§ **YOUR OBJECTIVE**:
Please edit the lines of every record below, replacing "Put a dot on" with "Mark" and leaving everything else unchanged. Leave the pictures out of your answer.

§ **DATA FOR THE TASK**:
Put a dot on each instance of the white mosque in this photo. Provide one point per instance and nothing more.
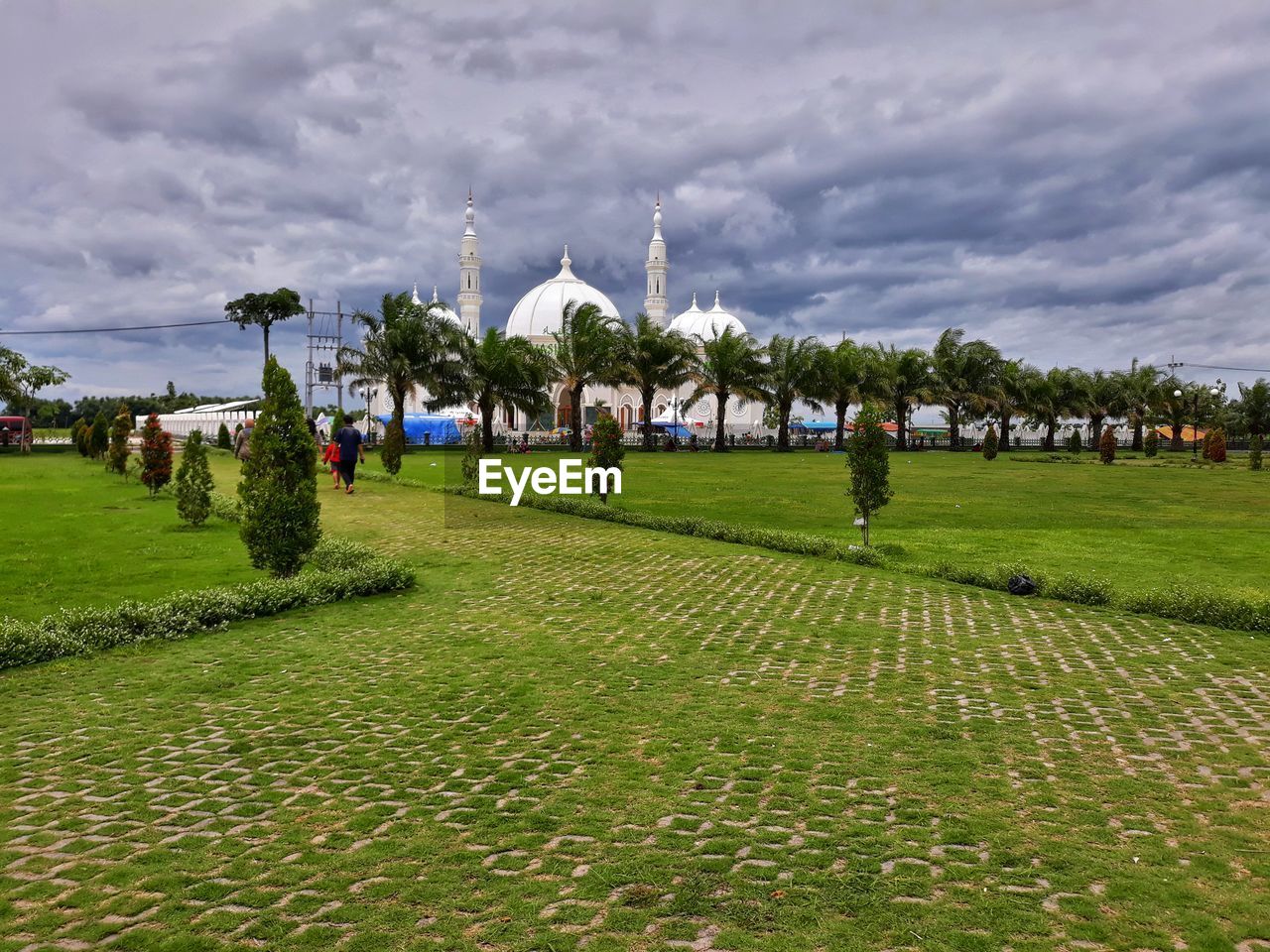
(538, 315)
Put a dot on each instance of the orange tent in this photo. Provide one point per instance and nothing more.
(1189, 433)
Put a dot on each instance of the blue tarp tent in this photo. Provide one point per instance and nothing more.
(439, 429)
(816, 425)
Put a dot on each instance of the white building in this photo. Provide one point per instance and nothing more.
(539, 312)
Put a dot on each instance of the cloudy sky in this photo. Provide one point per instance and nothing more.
(1080, 182)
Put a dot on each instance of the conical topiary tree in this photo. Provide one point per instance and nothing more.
(194, 481)
(278, 492)
(1107, 445)
(869, 462)
(157, 454)
(77, 435)
(606, 447)
(472, 453)
(1216, 445)
(121, 428)
(989, 443)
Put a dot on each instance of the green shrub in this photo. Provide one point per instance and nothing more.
(1074, 587)
(338, 570)
(472, 453)
(194, 481)
(1216, 445)
(278, 490)
(121, 428)
(1107, 445)
(99, 436)
(869, 463)
(606, 447)
(394, 445)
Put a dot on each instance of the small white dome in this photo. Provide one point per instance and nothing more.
(539, 312)
(444, 311)
(697, 322)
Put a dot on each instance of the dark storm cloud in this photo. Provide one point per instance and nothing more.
(1082, 182)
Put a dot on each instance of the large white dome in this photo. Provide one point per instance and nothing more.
(539, 312)
(697, 322)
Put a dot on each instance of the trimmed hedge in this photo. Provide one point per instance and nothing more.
(336, 570)
(1237, 611)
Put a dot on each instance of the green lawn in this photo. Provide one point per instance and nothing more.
(1138, 525)
(79, 537)
(579, 735)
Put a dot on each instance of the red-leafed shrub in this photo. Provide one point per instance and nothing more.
(155, 454)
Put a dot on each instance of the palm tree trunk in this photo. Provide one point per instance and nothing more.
(720, 442)
(486, 428)
(901, 414)
(575, 419)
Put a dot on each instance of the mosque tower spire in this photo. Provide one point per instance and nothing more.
(468, 275)
(654, 301)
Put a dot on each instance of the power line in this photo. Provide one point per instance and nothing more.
(1213, 367)
(114, 330)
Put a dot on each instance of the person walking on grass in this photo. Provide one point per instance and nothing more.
(350, 452)
(330, 457)
(243, 442)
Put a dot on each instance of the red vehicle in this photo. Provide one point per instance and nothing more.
(14, 430)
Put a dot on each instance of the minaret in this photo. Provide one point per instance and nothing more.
(468, 275)
(654, 301)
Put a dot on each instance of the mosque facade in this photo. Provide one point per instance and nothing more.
(538, 316)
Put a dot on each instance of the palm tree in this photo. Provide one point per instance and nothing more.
(1255, 407)
(587, 350)
(902, 380)
(1138, 386)
(405, 345)
(964, 373)
(1105, 398)
(790, 375)
(839, 380)
(654, 358)
(502, 371)
(1055, 395)
(1173, 408)
(729, 365)
(1015, 381)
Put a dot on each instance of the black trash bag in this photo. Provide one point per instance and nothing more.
(1021, 585)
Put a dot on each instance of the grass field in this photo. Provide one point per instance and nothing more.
(79, 537)
(1137, 525)
(578, 735)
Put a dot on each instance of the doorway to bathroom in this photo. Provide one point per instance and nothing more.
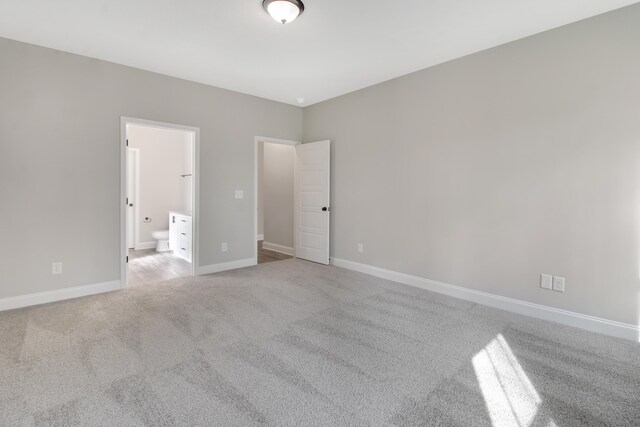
(159, 192)
(275, 199)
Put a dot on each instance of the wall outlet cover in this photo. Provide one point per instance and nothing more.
(546, 281)
(558, 284)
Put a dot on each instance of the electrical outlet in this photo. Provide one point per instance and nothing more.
(56, 268)
(546, 281)
(558, 284)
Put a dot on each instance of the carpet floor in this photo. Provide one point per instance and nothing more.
(295, 343)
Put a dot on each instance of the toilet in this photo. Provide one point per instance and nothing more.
(162, 236)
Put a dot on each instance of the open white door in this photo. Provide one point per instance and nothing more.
(312, 201)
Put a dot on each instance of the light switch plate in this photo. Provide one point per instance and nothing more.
(558, 284)
(546, 281)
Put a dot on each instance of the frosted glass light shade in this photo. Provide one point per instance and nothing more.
(284, 11)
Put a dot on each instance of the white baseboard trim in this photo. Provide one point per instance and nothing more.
(583, 321)
(278, 248)
(38, 298)
(224, 266)
(145, 245)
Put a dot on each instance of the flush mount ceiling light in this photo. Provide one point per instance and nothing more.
(284, 11)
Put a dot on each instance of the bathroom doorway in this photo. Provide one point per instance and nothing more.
(159, 210)
(275, 165)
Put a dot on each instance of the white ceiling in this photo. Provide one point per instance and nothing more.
(334, 47)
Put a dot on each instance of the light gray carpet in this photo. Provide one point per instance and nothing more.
(295, 343)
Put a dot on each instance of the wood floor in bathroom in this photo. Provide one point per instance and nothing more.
(149, 266)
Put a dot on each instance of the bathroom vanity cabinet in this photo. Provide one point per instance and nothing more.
(180, 234)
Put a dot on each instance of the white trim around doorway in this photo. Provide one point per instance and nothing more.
(195, 250)
(259, 139)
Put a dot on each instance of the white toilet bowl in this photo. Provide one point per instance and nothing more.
(162, 236)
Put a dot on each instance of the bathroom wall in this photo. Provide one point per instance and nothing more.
(260, 191)
(164, 156)
(278, 170)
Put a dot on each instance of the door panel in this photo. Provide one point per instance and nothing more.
(312, 198)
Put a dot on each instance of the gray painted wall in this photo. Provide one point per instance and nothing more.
(486, 171)
(277, 179)
(60, 162)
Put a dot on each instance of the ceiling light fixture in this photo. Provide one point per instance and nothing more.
(284, 11)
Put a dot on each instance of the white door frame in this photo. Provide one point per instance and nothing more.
(195, 190)
(136, 206)
(258, 140)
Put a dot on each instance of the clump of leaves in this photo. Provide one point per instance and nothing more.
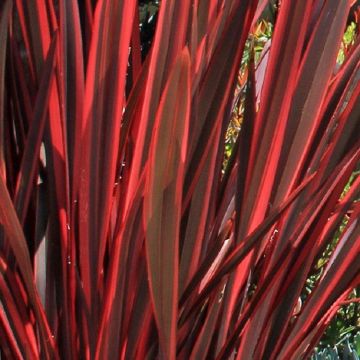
(121, 234)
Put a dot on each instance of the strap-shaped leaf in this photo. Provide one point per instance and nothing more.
(163, 196)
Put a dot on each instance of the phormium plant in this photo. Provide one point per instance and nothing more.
(121, 234)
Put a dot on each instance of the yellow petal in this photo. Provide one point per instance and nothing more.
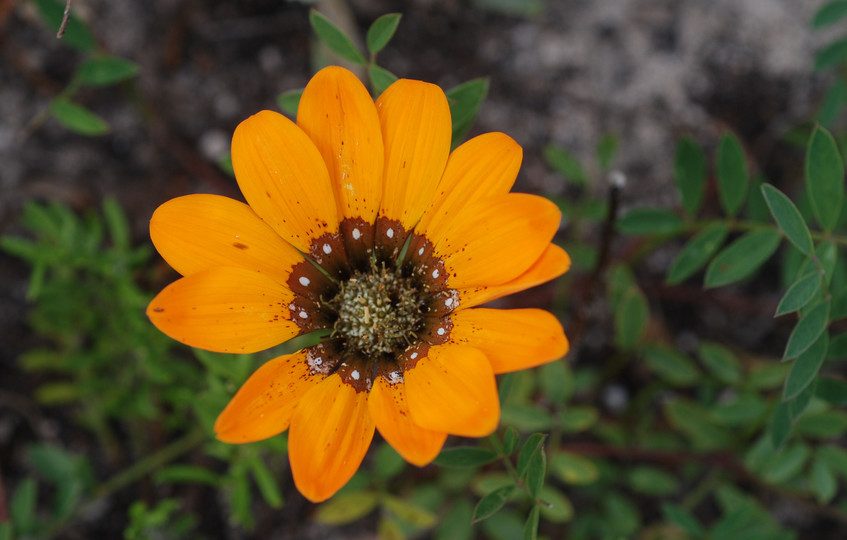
(284, 178)
(553, 263)
(329, 436)
(496, 239)
(512, 339)
(481, 167)
(416, 130)
(225, 309)
(453, 390)
(338, 114)
(197, 232)
(264, 405)
(388, 408)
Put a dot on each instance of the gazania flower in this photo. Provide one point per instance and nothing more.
(363, 225)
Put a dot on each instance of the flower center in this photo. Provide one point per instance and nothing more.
(378, 311)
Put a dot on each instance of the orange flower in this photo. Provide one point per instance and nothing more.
(362, 223)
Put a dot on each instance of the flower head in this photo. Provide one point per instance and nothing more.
(362, 224)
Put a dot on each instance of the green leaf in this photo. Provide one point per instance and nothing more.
(334, 38)
(683, 518)
(347, 507)
(789, 219)
(530, 528)
(77, 33)
(732, 173)
(631, 316)
(799, 294)
(721, 363)
(832, 391)
(491, 503)
(465, 456)
(77, 118)
(824, 177)
(807, 330)
(381, 31)
(742, 257)
(465, 101)
(535, 472)
(831, 55)
(409, 512)
(830, 13)
(671, 365)
(806, 367)
(697, 252)
(289, 101)
(573, 469)
(533, 445)
(643, 221)
(690, 174)
(380, 78)
(105, 70)
(823, 482)
(565, 164)
(652, 481)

§ **RESULT OF THE EXERCISE**:
Mark each instance of the white mosque in this photo. Provide one point per instance and nothing more.
(538, 315)
Mark each instance of the orange tent in this photo. Provide one point per instance and nothing more.
(1189, 433)
Mark each instance of the blue tarp tent in this photo. Provide one point per instance and nothing more.
(439, 429)
(816, 425)
Mark each instance of the white building in this photo. Provide one point per instance and nothing more.
(539, 312)
Mark each instance of the cloudy sky in this photo. Provide one point per instance and nothing more.
(1080, 182)
Mark each instance of the conical topiary tree in this photo. Provide one point per instance and nothing more.
(194, 481)
(278, 492)
(1107, 445)
(869, 462)
(157, 454)
(77, 435)
(606, 447)
(472, 453)
(1216, 445)
(121, 428)
(989, 443)
Mark each instance of the green shrub in this photo. Provide one point per instance and nothing more.
(1074, 587)
(338, 570)
(472, 453)
(194, 481)
(1216, 445)
(278, 490)
(121, 428)
(1107, 445)
(99, 436)
(869, 463)
(606, 447)
(394, 445)
Mark each instance of the small white dome in this photo. Provide one point per instance and nothing more.
(539, 312)
(444, 311)
(697, 322)
Mark each instance of the dark storm cloud in this photo. Provide one point per instance and nothing more.
(1082, 182)
Mark each instance of the large white dome in this photo. Provide one point per instance and nothing more.
(539, 312)
(697, 322)
Mark each instance of the trimmed hedge in this photo. Provide one point per instance and nothing more.
(336, 570)
(1237, 611)
Mark each instance of the green lawn in this photo. Provide one point per instance and nothing more.
(1138, 525)
(79, 537)
(579, 735)
Mark each instance of the red-leafed shrub in this photo. Provide one point per instance and nothing more.
(155, 454)
Mark each instance of the palm tree trunk in this photo. Provide one point per instance and nothing more.
(720, 442)
(486, 428)
(901, 414)
(575, 419)
Mark each instance of the mosque tower spire in this photo. Provide one point per instance and nothing more.
(468, 275)
(654, 301)
Mark each instance of the power line in this photo. Provide one point per instance and nothing more.
(1213, 367)
(114, 330)
Mark each instance of the person walking on grass in this photo. Provide one point per instance and nothing more.
(350, 452)
(330, 457)
(243, 442)
Mark each instance of the red vehicle in this photo. Provide one point per instance and nothing more.
(14, 430)
Mark each instance of the minaret in this photo. Provide one point per instance and nothing more.
(468, 275)
(654, 301)
Mark each instance of the mosque facade in this photo. Provide one point per instance and nothing more.
(538, 316)
Mark each instance of the palm tree in this photo. Provide one point per instance and nothing more.
(1255, 407)
(587, 350)
(902, 380)
(1138, 386)
(405, 345)
(964, 373)
(1105, 398)
(790, 375)
(839, 380)
(654, 358)
(502, 371)
(1055, 395)
(1173, 408)
(729, 365)
(1015, 381)
Mark each instance of the black trash bag in this photo. Provide one point per instance and nothing more.
(1021, 585)
Mark each instance of the grass field in this photo. Provide one point per instance and nothing more.
(79, 537)
(1137, 525)
(578, 735)
Mark each instance of the doorway to bathroom in this photo. Provide one point per instance and nothing more.
(159, 192)
(275, 199)
Mark each instance of the wall outlet cover in this photo. Provide one point per instance and nothing more.
(546, 281)
(558, 284)
Mark each instance of the electrical outlet in this photo. Provide one point per instance and nothing more.
(56, 268)
(546, 281)
(558, 284)
Mark each instance of the carpet floor in this photo. Provide one point per instance and nothing more.
(295, 343)
Mark each instance of the toilet in this photo. Provide one point per instance and nothing more.
(162, 236)
Mark each instance of the open white door in this photo. Provide one point per instance and nothing more.
(312, 201)
Mark each instance of the light switch plate in this photo. Provide one point per instance and nothing more.
(558, 284)
(546, 281)
Mark each instance of the frosted glass light shade in this photo. Provide one point per instance and nothing more.
(284, 11)
Mark each instance of the white baseboard trim in this photo. Provide one point per instance and nothing more.
(583, 321)
(278, 248)
(38, 298)
(224, 266)
(145, 245)
Mark each instance of the flush mount ceiling light in this photo. Provide one point per instance and nothing more.
(284, 11)
Mark each instance of the bathroom doorway in this photo. Provide one point per instance and nothing more.
(159, 210)
(275, 165)
Mark each instance of the white ceiling in this photo. Provide one point per instance and nothing more.
(334, 47)
Mark each instance of the light gray carpet in this photo. Provide one point per instance and nothing more.
(295, 343)
Mark each instance of the wood floor in bathroom in this photo. Provide one point per instance and nothing more.
(149, 266)
Mark each instance of the bathroom vanity cabinet in this photo. Provide one point per instance and nothing more.
(180, 234)
Mark each instance of the white trim around doorway in this photo. Provide one point per instance and nothing more.
(195, 250)
(259, 139)
Mark each instance of the white toilet bowl in this photo. Provide one point per instance and nothing more.
(162, 236)
Mark each instance of the bathroom wall in this photo. Provide one point per instance and nothing more.
(260, 191)
(164, 156)
(278, 170)
Mark each instance of the door panel in this photo. Provide one point per instance and nothing more.
(312, 198)
Mark each instance of the gray painted wall in this photo. Provide one point per instance and nothing more.
(486, 171)
(277, 179)
(60, 162)
Mark each instance of the ceiling light fixture in this photo. Provide one point per instance and nothing more.
(284, 11)
Mark each instance of the white door frame in this photo. Provide one point per instance and nothing more.
(195, 190)
(136, 206)
(258, 140)
Mark each instance of the clump of leaves in this photo. Provide one point per instance and nothing more.
(121, 234)
Mark each instance of the strap-shaped leaf in this photo. Provide one point per instance and nothing more.
(163, 196)
Mark each instance of the phormium plant in this photo. Provide one point per instance and nothing more.
(121, 234)
Mark each instance of the yellow petal in this photo. Provide one point per instance and nothing more.
(284, 178)
(553, 263)
(329, 436)
(496, 239)
(512, 339)
(481, 167)
(416, 130)
(225, 309)
(453, 390)
(338, 114)
(197, 232)
(264, 405)
(388, 408)
Mark each instance of the gazania flower in this photo. Provide one point per instance and nothing more.
(363, 225)
Mark each instance of the flower center in this photo. Provide one point per instance and nothing more.
(378, 311)
Mark each instance of the orange flower in this photo. Provide one point per instance and nothing more.
(362, 223)
Mark each instance of the flower head in this photo. Provide one point per instance and nothing more.
(362, 224)
Mark each instance of the green leaf in this photo. Provide one point per instance and nothing more.
(334, 38)
(683, 518)
(347, 507)
(789, 219)
(530, 528)
(77, 33)
(732, 173)
(631, 316)
(799, 294)
(721, 363)
(832, 391)
(491, 503)
(465, 456)
(77, 118)
(824, 177)
(807, 330)
(381, 31)
(742, 257)
(465, 101)
(535, 472)
(831, 55)
(409, 512)
(830, 13)
(671, 365)
(806, 367)
(697, 252)
(289, 101)
(573, 469)
(533, 445)
(643, 221)
(690, 174)
(380, 78)
(105, 70)
(823, 482)
(565, 164)
(652, 481)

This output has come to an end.